Fragmento:
Pensé que nunca más podría volver a mirar esta foto. La saqué varias semanas atrás en Villard de Lans, rodeada de un paisaje al que no podía quitar los ojos de encima. El colorido del otoñó me atrapa como un poderoso imán.
Dos días atrás recorté ese paisaje y dejé solo a Tom en el encuadre. No era una cuestión artística; debajo escribí: “Perro perdido. Si lo ves, por favor, contacta con…” y luego corrí desesperada de un lugar a otro, pegando carteles, implorando ayuda.
El día en que adopté a Tom, en la perrera, mientras cambiaban los datos del chip, me dijeron: todos los perros se pierden alguna vez. Respondí al desafortunado comentario con una mirada de esas que matan y un pensamiento de “mi perro no se perderá nunca”. Se perdió. El día 7 de noviembre a las 8:30 de la mañana, en un pequeño pueblo de un país que no es el mío, Tom corrió despavorido y en un segundo lo perdí de vista.
Estos días dormimos en una granja en la que hay gatos, vacas escocesas, cabras enanas, pollos varios, pavos reales, multitud de patos que no sé distinguir. El primer día Tom llegó, olió, y mantuvo la distancia. El segundo día, corrió tras un pollo hasta desplumarlo al vuelo. El tercer día, mientras yo daba de comer a los patos, tocó una de las vallas electrificadas con el hocico. El aullido de dolor fue tan desgarrador que aún lo llevo clavado en los tímpanos. Me habían prometido que, de tocar la alambrada, apenas sentiría un pequeño calambre. No fue así. Corrí a consolarlo pero no tuve tiempo, desapareció en lo que abrí la puerta de los patos. Las 30 horas que siguieron a ese instante son difíciles de explicar.
Caminé y caminé y caminé. Lluvia intensa, los pies encharcados, el barro pesando cada vez más en mis botas, oscuridad absoluta… dio igual. Busqué en todos los prados, en cada matorral, en las zonas de bosque, en las granjas de alrededor, en el río… nada. Nadie parecía haberlo visto y yo comenzaba a perder la fe. ¿En qué momento deja una de buscar, a la semana, al mes, a los tres meses tal vez? Caminé más, di vueltas en bicicleta, en coche… lloré hasta hacer de mi cara un río. Y caminé más; le hablaba … ¡vamos Tom, tú puedes, búscame, ladra, que yo te oiga! ¡Tom, vamos, búscame!
La noche me dio para culparme de mil y una decisiones. ¿Por qué no le puse un GPS? ¿Perderé a mi perro por no haberme gastado un puñado de dinero? ¿Qué clase de amor es el mío?
Imaginé que estaría pasando la noche bajo la lluvia, escondido bajo algún matorral. Mientras, yo daba daba vueltas con las luces largas de la furgoneta iluminando un pueblo de granjas dispersas en la más absoluta oscuridad. Vi ciervos, conejos enormes, gatos… ni rastro de Tom. Es muy extraño que nadie lo haya visto, pensaba, tal vez se haya quedado atascado en algún sitio, llevaba una correa larga. Otra de mis culpas.

Petición escrita A: Devuelve todas las líneas de los registros que contengan la palabra "wall".

[Registros de ubicación de puntos]
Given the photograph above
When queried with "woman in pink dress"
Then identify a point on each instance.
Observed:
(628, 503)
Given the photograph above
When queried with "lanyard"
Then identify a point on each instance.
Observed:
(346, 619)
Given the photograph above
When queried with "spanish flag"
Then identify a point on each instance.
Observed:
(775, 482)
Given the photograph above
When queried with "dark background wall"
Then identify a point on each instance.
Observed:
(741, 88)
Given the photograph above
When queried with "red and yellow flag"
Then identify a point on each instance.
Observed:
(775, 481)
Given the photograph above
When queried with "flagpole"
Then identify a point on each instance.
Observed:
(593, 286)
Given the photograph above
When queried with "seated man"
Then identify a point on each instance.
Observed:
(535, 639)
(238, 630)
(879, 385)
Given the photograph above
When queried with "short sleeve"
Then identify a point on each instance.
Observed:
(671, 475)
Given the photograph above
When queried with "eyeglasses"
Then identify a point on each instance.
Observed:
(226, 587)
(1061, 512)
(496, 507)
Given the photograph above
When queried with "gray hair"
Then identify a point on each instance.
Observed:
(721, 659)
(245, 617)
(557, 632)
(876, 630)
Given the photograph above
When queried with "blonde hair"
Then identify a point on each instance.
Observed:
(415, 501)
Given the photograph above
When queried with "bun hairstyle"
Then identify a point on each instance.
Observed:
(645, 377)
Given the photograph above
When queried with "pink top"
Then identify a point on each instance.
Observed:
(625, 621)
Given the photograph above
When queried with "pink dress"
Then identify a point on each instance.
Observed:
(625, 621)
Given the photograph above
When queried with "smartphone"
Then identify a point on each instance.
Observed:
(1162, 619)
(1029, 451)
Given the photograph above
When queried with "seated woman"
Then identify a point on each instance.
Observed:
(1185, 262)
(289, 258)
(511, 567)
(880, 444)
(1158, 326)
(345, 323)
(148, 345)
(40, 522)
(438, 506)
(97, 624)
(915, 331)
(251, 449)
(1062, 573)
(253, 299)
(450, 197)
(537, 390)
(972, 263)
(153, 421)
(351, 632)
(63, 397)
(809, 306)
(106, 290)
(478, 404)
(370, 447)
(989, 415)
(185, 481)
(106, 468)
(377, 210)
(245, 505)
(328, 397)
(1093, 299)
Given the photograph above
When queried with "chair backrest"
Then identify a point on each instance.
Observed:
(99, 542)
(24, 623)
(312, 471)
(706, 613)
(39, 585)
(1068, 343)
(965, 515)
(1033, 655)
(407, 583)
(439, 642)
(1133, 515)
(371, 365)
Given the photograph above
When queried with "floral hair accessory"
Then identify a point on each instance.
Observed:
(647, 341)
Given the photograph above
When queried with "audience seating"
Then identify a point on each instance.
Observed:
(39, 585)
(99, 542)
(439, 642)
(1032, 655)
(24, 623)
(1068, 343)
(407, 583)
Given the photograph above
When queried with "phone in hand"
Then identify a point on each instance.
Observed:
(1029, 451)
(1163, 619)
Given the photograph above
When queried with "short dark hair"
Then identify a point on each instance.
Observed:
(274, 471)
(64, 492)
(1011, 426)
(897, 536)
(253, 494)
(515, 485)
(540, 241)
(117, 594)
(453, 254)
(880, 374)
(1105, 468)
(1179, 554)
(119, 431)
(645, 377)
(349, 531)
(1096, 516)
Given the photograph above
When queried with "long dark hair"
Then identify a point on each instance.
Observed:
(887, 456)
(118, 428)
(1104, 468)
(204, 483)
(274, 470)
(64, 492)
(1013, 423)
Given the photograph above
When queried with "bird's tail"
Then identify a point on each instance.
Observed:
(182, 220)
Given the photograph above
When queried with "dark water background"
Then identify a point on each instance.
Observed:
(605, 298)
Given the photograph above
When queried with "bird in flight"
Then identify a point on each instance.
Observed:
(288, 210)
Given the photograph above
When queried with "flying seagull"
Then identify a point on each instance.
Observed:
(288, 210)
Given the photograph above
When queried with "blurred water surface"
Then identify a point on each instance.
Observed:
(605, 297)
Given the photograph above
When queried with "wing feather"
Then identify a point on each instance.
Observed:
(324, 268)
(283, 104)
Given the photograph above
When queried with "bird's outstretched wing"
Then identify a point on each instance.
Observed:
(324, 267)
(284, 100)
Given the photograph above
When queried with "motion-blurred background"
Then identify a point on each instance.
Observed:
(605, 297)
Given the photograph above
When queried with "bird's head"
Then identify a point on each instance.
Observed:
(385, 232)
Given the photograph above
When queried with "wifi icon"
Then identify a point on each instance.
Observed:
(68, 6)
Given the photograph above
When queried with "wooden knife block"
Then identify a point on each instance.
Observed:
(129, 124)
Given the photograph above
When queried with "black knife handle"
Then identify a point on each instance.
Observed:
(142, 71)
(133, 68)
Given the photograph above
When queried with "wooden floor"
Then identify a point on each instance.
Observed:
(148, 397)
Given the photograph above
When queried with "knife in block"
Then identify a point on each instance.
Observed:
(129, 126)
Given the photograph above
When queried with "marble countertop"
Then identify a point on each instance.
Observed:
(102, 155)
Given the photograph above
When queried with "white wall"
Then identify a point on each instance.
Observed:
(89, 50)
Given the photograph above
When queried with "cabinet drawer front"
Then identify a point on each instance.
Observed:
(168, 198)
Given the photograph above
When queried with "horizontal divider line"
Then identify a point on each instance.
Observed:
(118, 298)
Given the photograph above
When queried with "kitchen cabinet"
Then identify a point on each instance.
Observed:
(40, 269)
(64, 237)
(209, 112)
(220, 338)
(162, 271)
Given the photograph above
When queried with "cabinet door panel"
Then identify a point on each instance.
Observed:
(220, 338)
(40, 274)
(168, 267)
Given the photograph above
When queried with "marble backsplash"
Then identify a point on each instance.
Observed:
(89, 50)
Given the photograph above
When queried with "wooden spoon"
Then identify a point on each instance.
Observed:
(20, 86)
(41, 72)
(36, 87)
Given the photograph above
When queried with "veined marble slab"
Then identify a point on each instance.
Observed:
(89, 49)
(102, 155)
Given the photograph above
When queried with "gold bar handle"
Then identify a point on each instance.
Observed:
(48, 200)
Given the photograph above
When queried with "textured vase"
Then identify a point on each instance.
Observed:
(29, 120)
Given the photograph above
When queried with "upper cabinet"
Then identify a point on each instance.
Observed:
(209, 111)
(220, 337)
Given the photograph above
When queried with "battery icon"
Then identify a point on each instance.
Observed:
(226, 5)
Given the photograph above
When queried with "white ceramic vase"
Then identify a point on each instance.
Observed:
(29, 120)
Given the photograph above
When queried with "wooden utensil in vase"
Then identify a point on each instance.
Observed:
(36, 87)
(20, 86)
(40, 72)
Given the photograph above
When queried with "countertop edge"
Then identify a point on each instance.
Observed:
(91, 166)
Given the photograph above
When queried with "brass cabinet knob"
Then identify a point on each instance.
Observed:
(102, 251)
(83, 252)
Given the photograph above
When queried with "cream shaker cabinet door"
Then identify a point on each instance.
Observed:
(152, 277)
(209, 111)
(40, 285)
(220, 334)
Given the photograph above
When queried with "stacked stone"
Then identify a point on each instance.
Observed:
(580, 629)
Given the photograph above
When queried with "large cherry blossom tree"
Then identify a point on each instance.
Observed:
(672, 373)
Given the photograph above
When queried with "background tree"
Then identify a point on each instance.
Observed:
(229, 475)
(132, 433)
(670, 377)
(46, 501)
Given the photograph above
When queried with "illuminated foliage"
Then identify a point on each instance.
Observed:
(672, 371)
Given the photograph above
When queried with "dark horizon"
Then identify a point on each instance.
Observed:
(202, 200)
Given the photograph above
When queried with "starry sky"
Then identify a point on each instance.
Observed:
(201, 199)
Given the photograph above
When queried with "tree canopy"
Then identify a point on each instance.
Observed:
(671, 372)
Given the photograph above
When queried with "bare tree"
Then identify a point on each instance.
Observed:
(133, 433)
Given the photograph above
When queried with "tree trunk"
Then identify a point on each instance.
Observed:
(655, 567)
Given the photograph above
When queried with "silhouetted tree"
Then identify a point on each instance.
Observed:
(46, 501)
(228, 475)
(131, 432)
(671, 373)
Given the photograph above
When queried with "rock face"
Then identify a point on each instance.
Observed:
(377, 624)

Petición escrita B: Indica si cada afirmación coincide con el fragmento, respondiendo sí o no y citando las palabras del fragmento que lo deciden: (i) Tom se perdió el 7 de noviembre por la mañana. (ii) La foto original se tomó en Villard de Lans. (iii) Tom llevaba un GPS cuando desapareció.

Resultado A:
When queried with "dark background wall"
When queried with "white wall"

Resultado B:
(i) Sí: «El día 7 de noviembre a las 8:30 de la mañana».
(ii) Sí: «La saqué varias semanas atrás en Villard de Lans».
(iii) No: «¿Por qué no le puse un GPS?».